_Task statement_: Copy out the entries that follow, exactly as written.

_Information provided_:
*** Begin section ***

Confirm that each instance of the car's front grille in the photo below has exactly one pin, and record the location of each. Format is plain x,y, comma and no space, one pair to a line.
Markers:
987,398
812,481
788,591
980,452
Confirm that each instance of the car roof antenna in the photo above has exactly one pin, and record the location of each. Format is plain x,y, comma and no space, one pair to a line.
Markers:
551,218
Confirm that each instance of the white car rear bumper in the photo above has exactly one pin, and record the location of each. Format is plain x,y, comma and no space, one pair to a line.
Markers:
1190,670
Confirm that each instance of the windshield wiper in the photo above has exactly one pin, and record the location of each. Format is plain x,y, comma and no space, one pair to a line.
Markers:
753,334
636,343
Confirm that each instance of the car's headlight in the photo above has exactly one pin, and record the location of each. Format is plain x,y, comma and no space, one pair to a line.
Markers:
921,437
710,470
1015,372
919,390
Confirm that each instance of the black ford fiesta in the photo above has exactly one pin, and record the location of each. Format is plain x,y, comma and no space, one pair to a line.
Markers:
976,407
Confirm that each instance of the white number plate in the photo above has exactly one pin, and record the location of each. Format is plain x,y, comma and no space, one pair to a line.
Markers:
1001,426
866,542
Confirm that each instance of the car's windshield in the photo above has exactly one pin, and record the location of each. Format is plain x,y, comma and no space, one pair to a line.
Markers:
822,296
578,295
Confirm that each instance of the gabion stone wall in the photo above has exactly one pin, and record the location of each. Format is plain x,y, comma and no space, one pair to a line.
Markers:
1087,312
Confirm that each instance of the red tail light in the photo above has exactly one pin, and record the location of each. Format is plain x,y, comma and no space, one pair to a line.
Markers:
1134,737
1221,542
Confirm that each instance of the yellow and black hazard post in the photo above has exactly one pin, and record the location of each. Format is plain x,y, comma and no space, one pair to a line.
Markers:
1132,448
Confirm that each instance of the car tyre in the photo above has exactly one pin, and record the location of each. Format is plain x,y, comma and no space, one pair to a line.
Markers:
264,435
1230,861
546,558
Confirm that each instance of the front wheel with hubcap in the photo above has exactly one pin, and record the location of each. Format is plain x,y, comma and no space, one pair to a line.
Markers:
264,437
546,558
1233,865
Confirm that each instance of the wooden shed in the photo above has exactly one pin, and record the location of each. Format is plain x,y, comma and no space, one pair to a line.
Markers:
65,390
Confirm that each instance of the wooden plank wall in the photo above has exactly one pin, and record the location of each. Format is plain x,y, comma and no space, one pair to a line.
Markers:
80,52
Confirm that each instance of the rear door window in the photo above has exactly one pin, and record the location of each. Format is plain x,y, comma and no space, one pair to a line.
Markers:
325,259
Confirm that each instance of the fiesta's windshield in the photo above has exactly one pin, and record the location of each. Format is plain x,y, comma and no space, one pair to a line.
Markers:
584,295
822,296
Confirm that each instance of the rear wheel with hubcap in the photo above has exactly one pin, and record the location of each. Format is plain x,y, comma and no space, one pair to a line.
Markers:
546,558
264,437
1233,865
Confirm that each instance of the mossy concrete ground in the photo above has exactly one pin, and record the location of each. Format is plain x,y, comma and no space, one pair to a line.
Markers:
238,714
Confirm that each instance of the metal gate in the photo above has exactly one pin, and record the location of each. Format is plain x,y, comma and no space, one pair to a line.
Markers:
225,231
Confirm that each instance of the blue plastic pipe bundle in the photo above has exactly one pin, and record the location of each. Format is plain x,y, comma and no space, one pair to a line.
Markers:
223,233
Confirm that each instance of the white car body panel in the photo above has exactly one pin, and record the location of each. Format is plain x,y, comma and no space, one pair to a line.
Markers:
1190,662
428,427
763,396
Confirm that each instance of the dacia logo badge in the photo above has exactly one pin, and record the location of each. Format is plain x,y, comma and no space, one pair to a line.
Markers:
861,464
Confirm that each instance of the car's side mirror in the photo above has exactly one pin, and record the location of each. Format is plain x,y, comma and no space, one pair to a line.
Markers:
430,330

*** End section ***

_Your response_:
Confirm that each instance of the car's front grille in the photo below has exactly one pin, and record the location of each. Format is plain x,y, comma and no space, one pair to a line.
Markers:
987,398
812,481
788,591
980,452
Confirm that each instance of the car roof antenna in the photo above has exactly one pin, and record the location of each. Format is plain x,y, comma and no space, one pair to a line.
Markers:
551,218
Confirm that each instance of the white car rear bumper in the photo above has exactly one pin, and record the location of each. Format is plain x,y, comma and no space, one pair to a line.
Markers:
1190,670
Confirm that each instance of the windshield wiper in the photo above has exactly one pin, and record the location of each. Format is plain x,y, comma and no space, one pair to a line.
Markers:
753,334
636,343
Confirm that each instance of the car's headlight in the photo above has exactly one pin, and record the location of each. Format is plain x,y, comma and no space, one pair to a line.
Markers:
921,437
710,470
1015,372
919,390
Confirm that each instance of the black ford fiesta in the photo above has exactly one pin, and record the location of each. Format is plain x,y, comma and no space, one pair to a line.
Markers:
976,407
Confirm that each instance of the white number plate in the photo above has exactly one pin, and record the location of each. Format is plain x,y, comma and no space, one pair to a line.
Markers:
1001,426
866,542
Confirm that each instance of the car's windshield in the photo above has exactly one pin, and record the location of each. Format is plain x,y, comma and no space, one pair to a line.
Markers:
822,296
578,295
Confirm that each instance of the gabion stone wall in the photo above has exactly one pin, and record the location of each. Format is plain x,y, comma and no space, one pair to a line.
Markers:
1087,312
Confirm that each instance of the red tail light in the photo above has exactly one pin, and record the location of each. Format is plain x,y, comma and no space, one pair to a line.
Markers:
1134,737
1221,542
Confirm that each instance of the yellow and black hazard post in the photo above has exactly one pin, and record the location of each. Format is plain x,y, comma and no space, one pair to a line.
Markers:
1132,448
Confirm that each instance of the car tyre in the photo above has exactly one pin, and record the location of each. Format is plain x,y, comma and no space, one pair to a line.
Markers:
264,435
1230,861
546,558
Confirm that each instance of the front wheel with hubcap in the photo above has exactly one pin, and record the location of each. Format is plain x,y, comma and no space, one pair to a line.
Markers:
264,437
546,558
1233,865
Confirm that each instance of the wooden shed in the photo above has exactly one pin, and record the location of each. Format is plain x,y, comma and no space, one pair to a line.
Markers:
65,390
Confirm that each instance of the wooden plank wall in the photo above has exactly one pin, and record the location of each. Format is plain x,y, comma and no space, one pair to a line.
Markers:
80,52
Confirm that each instance of the rear door window in the photo above has exactly one pin, and record the location of each. Format is plain x,y, comma and no space, one pair to a line.
Markers:
325,259
Confirm that each instance of the fiesta's windshield in the photo above has exactly one pin, and record the location of each. Format is plain x,y, comma and no space, one pair to a line.
Markers:
584,295
822,296
Confirm that each instance of the rear wheel with hubcap in the photo above has exactly one pin, and record the location of each. Format is plain x,y, comma and no space, one pair to a line.
Markers:
546,558
264,437
1233,865
Confirm that each instance of the mossy concrete ground in the photo above has exactly one pin, and record the location of each. Format is plain x,y, comma and no space, one pair to a line.
Markers:
238,714
Confirm that each instance of the metal gate in the photo above has exactly one pin, and record the location of each. Format is plain x,y, comma and no space, one pair to a line.
Markers:
225,231
Confirm that each instance of the blue plastic pipe bundle in the photo above has exactly one pin, and record the location of each. Format is plain x,y, comma and no space, one pair to a line.
Markers:
223,233
Confirm that each instance of the white car body panel in the photo above has exactly one pin, and record the location of each. Format is plain x,y, comma and no space, one pair to a line.
Markers:
1190,662
428,427
763,396
Confirm that each instance of the dacia logo badge in the photo above has exactly one pin, and record the location of each. Format is plain x,y, comma and no space, one pair to a line.
Markers:
861,464
Confirm that each instance of the car's side mirror in the photo above has exactly one pin, and record the location of each. Format is plain x,y, comma and no space, one pair to a line.
Markers:
430,330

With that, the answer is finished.